図2】第1実施形態に係るインプリント処理を示すフローチャートである。
図3】ショット領域の全面に加熱露光を行う場合の一例を示す図である。
図4】基板の外周部に位置しないショットのアライメントマークの一例を示す図である。
図5】外周部に位置しないショットの露光熱による膨張を説明する図である。
図6】基板の外周部に位置するショットのアライメントマークの一例を示す図である。
図7】外周部に位置するショットの露光熱による膨張を説明する図である。
図8】基板の外周部に位置するショットのアライメントマークの一例を示す図である。
図9】外周部に位置するショットの露光熱による膨張を説明する図である。
図10】第2実施形態に係る基板の外周部に位置するショットのアライメントマークの一例を示す図である。
図11】第2実施形態に係る基板の外周部に位置するショットのアライメントマークの一例を示す図である。
図12】物品の製造方法を説明するための図である。
【発明を実施するための形態】
【0011】
以下、本発明の好ましい実施形態を添付の図面に基づいて詳細に説明する。なお、各図において、同一の部材については同一の参照番号を付し、重複する説明は省略する。

指示文:
出典のうち、「図3】ショット領域の全面に加熱露光を行う場合の一例を示す図である。」を含む語句で始まり「図7】外周部に位置するショットの露光熱による膨張を説明する図である。」で終わる部分を、一字一句違えずに書き写してください。 この後に続く資料は、上記の出典とは関係がありません。

データ抜粋:
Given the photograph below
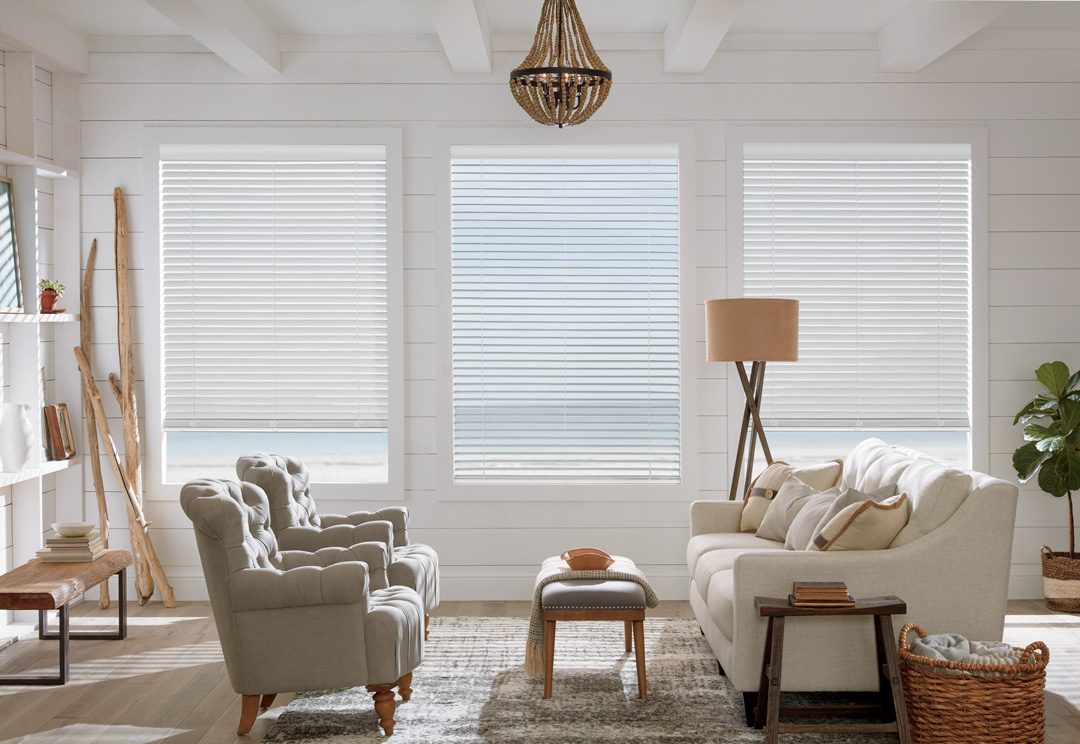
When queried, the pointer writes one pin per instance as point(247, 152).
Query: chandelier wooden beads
point(562, 81)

完成作業:
図3】ショット領域の全面に加熱露光を行う場合の一例を示す図である。
図4】基板の外周部に位置しないショットのアライメントマークの一例を示す図である。
図5】外周部に位置しないショットの露光熱による膨張を説明する図である。
図6】基板の外周部に位置するショットのアライメントマークの一例を示す図である。
図7】外周部に位置するショットの露光熱による膨張を説明する図である。